# Extracted data
....
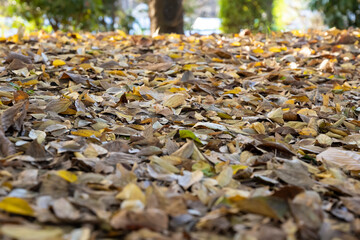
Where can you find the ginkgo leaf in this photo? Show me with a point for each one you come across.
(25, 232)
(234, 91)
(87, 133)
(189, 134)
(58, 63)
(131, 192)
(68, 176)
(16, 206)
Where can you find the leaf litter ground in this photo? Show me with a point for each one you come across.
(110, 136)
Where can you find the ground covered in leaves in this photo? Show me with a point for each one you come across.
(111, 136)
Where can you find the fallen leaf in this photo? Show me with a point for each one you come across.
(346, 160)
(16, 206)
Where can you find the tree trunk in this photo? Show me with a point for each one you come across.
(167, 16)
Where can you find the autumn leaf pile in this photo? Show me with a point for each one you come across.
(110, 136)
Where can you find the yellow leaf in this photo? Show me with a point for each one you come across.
....
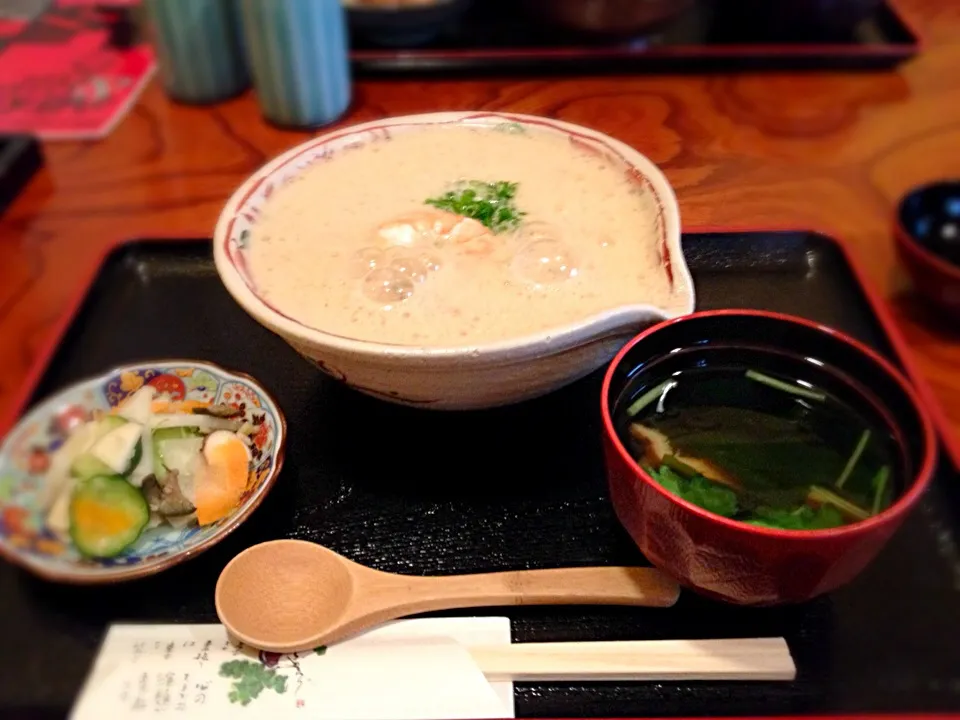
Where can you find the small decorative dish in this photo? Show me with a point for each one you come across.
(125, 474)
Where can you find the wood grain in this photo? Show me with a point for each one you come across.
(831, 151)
....
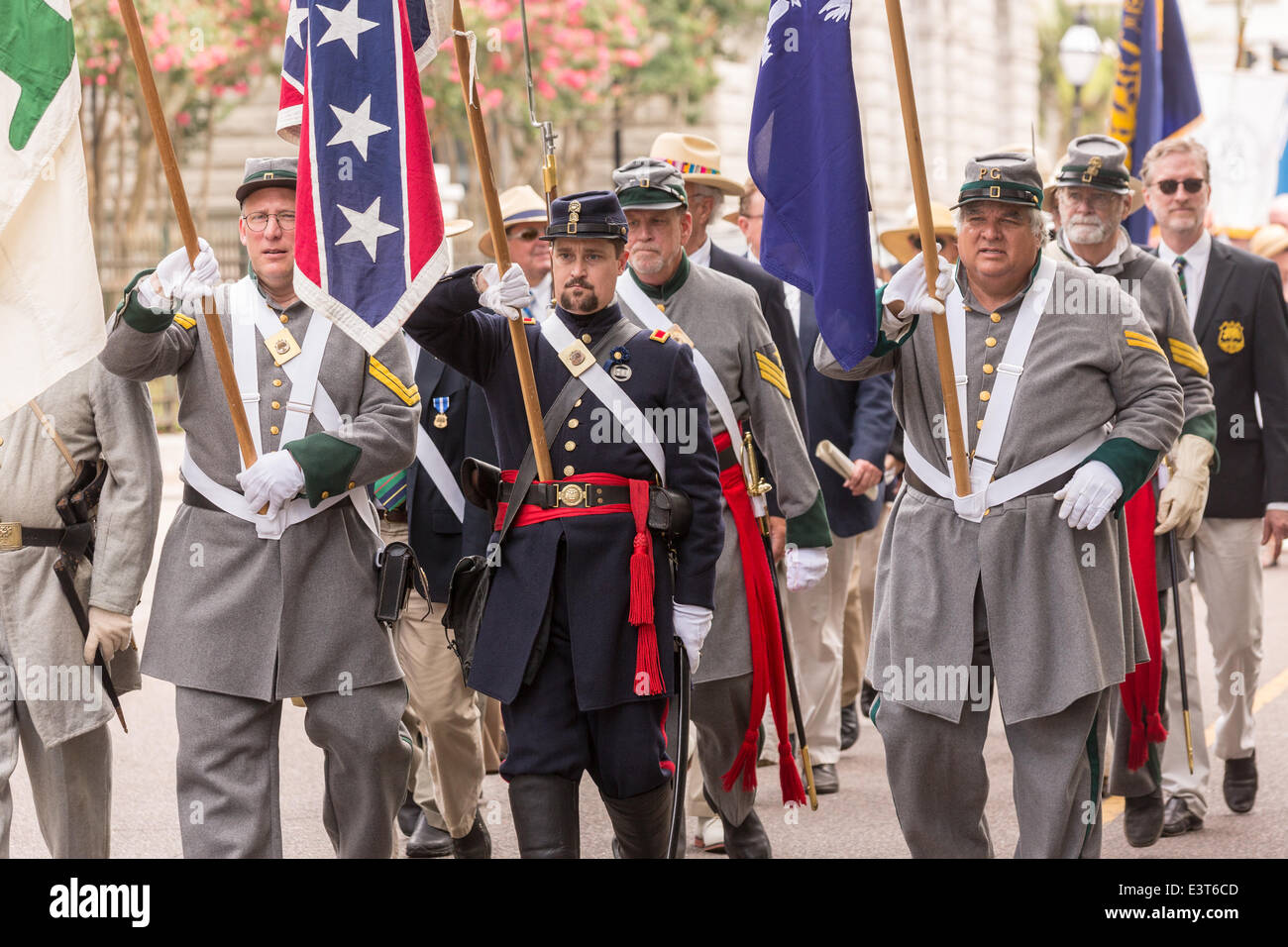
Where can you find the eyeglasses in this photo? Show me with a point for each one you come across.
....
Identify each line in the rows above that contains the word "ground", and copy every such line.

# Reply to the task
Where can you find the leaf litter ground in this photo? Show me with a point for each one you come across.
Where can you find the ground covered in leaves in this photo? Show me with a point for each one you come across.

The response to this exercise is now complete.